• [YOUR GOAL] Among the records below, rewrite everything from the line containing "In this photo, each instance of the bucket" down to the end of the records, swapping "bucket" for "pail" and leaving all else unchanged.

• [DATA FOR PROCESSING]
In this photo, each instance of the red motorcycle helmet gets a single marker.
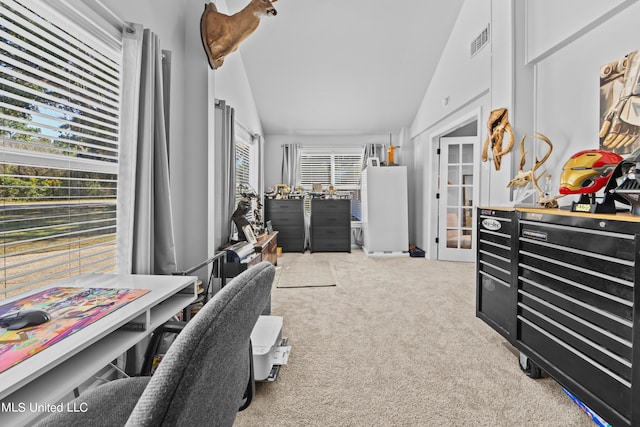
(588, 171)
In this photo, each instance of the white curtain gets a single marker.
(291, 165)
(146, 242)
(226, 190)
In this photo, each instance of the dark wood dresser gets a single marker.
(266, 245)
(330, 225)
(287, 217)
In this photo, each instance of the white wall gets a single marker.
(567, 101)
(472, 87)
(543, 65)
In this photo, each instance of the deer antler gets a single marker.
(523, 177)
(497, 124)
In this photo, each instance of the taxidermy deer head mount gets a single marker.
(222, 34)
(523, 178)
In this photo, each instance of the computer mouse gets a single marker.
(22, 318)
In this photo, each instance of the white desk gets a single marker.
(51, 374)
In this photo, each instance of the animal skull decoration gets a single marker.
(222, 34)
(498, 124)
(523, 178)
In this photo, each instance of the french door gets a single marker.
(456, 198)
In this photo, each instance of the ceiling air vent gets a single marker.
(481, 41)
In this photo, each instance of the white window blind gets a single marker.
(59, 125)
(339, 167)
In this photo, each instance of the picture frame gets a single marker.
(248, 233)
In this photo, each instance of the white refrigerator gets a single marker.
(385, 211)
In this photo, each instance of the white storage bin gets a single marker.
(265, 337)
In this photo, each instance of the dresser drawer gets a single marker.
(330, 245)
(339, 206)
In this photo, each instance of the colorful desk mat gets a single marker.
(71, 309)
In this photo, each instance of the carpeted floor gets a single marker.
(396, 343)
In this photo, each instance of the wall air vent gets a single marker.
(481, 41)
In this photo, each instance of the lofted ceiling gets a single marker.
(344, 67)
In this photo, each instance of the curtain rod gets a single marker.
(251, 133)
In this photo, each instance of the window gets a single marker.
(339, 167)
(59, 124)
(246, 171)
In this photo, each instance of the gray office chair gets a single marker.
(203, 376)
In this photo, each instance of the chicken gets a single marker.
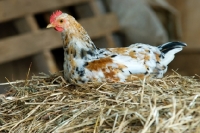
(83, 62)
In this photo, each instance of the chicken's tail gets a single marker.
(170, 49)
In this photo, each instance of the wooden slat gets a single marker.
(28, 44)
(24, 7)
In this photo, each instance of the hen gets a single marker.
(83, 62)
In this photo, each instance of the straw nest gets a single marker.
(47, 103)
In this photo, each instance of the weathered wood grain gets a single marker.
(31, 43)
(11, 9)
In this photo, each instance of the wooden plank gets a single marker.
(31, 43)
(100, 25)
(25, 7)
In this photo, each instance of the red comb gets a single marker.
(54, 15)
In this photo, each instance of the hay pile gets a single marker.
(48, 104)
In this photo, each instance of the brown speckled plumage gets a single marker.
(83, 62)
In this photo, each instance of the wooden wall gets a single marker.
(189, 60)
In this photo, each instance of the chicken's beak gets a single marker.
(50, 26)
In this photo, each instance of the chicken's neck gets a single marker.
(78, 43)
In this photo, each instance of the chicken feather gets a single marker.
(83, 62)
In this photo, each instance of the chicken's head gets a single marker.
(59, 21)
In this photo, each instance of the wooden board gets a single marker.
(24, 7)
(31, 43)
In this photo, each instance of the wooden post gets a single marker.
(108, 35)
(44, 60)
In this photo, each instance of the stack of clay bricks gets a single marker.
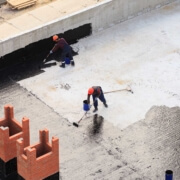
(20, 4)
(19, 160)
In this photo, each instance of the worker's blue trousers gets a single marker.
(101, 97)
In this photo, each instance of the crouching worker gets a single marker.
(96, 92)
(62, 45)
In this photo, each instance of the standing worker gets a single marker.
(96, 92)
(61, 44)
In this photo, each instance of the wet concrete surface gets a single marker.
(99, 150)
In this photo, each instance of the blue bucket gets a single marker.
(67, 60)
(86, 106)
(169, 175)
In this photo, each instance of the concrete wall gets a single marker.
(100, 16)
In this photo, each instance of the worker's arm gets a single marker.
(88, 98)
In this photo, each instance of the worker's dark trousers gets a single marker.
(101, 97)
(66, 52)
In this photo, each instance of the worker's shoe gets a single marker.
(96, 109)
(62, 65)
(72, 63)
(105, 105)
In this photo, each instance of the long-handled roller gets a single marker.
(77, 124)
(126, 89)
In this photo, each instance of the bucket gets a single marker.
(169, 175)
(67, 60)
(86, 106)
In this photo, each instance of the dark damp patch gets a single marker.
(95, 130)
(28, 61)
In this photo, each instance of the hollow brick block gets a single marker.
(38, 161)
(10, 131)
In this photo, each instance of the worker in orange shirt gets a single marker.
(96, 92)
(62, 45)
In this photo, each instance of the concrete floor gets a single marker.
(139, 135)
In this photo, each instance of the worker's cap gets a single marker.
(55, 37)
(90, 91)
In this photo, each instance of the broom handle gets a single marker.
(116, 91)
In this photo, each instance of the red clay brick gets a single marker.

• [ANSWER TO THIS PROBLEM]
In this photo, each instance of the pail gets a single marker.
(169, 175)
(67, 60)
(86, 106)
In this photo, each instance of the dark damp patch gets a single marker.
(95, 130)
(28, 61)
In this photo, each instance of the hollow brick block gets a single marker.
(38, 161)
(10, 131)
In this photo, each instance of the worker in orange shirt gets a single marker.
(96, 92)
(62, 45)
In this photo, each instance of the concrete floor gets a single marker.
(139, 135)
In this photo, each instance of the worker's cap gets a single marker.
(55, 37)
(90, 91)
In this photo, each instance of the broom handle gets a single marker.
(116, 91)
In this photo, each instance of the red clay brick gets a single marker.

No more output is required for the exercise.